**Work required:** In the records below, find the line containing "In the photograph above, where can the gray" and retype it and every line after it exactly, adding nothing.

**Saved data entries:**

= = = =

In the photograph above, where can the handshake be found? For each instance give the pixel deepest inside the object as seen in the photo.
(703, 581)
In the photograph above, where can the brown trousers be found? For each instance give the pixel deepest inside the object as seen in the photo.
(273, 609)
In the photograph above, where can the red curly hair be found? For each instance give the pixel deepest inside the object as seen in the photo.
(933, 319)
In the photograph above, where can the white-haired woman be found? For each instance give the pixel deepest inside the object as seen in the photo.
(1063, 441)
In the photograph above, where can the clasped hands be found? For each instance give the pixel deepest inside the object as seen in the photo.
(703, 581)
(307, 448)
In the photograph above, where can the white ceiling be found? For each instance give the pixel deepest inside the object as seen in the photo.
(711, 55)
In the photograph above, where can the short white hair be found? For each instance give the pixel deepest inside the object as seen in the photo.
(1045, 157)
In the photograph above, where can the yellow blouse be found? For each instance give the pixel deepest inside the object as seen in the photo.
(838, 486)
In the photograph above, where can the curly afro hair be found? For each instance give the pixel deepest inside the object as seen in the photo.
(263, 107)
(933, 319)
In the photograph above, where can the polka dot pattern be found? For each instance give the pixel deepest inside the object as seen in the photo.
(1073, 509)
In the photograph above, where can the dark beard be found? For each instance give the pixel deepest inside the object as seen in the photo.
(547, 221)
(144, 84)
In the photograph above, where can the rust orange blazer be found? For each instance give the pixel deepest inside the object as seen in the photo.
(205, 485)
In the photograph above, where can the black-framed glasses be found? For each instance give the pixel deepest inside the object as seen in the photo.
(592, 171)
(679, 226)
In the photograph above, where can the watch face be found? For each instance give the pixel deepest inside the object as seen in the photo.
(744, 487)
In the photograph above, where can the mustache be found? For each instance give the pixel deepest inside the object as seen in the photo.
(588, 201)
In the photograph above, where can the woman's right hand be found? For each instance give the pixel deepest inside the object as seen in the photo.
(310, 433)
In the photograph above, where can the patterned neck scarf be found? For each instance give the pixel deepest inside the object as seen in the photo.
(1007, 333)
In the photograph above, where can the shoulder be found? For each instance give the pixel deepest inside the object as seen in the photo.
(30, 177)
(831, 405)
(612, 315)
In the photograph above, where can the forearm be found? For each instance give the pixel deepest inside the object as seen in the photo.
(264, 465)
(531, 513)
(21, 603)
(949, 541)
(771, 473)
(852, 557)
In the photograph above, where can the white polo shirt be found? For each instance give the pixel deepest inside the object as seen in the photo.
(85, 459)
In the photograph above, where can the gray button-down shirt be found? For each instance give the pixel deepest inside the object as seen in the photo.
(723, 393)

= = = =

**Reply to the exercise:**
In the photograph above, where can the gray button-down shirt be found? For each instance give the pixel deepest inside the object as seen in the photo.
(723, 393)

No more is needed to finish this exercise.